[[ RECORDS SHOWN open ]]
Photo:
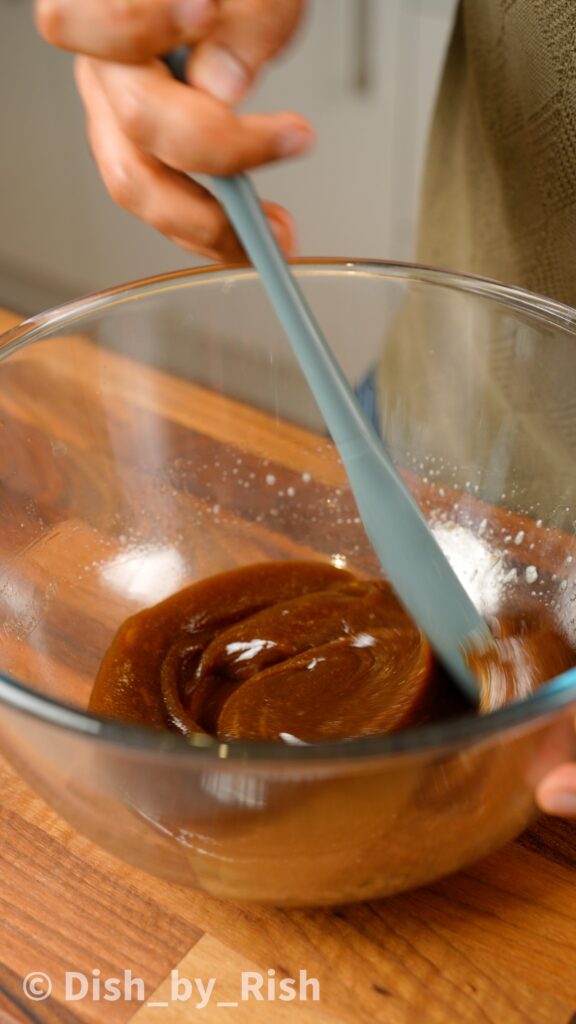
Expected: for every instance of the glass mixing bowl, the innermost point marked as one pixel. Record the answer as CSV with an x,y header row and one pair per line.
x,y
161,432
[[ RECORDS SHOWN closed ]]
[[ RECORDS SHOWN open ]]
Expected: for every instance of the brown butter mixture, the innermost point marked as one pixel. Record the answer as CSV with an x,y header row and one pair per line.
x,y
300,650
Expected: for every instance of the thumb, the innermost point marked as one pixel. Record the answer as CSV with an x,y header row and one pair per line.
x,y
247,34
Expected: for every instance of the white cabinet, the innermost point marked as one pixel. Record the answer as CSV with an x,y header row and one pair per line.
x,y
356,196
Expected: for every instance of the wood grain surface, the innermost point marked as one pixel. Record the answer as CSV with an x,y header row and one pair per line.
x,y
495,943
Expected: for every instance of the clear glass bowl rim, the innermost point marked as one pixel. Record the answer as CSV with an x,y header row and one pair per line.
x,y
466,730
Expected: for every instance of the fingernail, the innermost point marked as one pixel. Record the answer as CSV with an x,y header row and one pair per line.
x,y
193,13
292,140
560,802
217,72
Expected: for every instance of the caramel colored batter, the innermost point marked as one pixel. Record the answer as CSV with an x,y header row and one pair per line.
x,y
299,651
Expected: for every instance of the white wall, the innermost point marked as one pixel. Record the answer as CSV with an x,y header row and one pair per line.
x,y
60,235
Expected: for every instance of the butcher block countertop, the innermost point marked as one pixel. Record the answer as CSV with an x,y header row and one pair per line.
[[ RECORDS SHOWN closed ]]
[[ RECORDS SHOWN open ]]
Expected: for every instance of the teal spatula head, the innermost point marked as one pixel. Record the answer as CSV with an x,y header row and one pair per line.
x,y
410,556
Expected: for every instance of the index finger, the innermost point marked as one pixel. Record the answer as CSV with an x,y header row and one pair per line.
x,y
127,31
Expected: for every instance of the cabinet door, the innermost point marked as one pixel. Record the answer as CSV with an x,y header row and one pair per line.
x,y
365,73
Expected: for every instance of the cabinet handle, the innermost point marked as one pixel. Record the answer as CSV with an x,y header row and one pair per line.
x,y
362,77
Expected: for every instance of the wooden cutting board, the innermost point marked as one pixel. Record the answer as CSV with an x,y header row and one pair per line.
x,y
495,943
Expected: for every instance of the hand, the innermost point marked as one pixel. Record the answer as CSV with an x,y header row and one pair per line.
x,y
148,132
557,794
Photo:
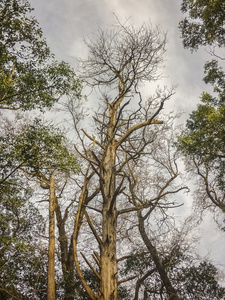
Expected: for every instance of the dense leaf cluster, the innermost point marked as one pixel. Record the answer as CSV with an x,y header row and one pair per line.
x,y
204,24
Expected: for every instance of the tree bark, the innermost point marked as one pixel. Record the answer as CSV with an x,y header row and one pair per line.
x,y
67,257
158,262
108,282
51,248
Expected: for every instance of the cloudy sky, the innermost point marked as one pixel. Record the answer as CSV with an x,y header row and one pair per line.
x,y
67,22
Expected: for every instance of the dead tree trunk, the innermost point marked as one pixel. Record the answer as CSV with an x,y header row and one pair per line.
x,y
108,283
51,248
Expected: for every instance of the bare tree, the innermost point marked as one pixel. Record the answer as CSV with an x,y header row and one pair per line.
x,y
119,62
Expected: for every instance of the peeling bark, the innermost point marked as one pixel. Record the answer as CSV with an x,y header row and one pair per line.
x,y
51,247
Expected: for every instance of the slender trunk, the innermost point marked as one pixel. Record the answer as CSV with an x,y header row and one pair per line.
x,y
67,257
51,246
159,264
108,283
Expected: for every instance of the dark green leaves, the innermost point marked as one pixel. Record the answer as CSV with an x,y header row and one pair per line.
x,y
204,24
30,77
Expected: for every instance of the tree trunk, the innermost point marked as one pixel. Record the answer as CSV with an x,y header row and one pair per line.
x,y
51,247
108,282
[[ RECORDS SHOWN closed ]]
● **DIRECTIONS**
Given the data above, transcribe exactly the lines from the one containing "Expected: for every instance of the white wall, the" down to the one containing "Expected: for every instance of the butcher", and no others.

● **EXERCISE ANSWER**
Expected: for every instance of the white wall, the innermost point marked as one pixel. Record the answer as CSV with an x,y header row and one pair per line.
x,y
60,235
Expected: for every instance of the butcher block countertop, the innermost point marked as one pixel. Record the answer as CSV with an x,y header row and one pair per line.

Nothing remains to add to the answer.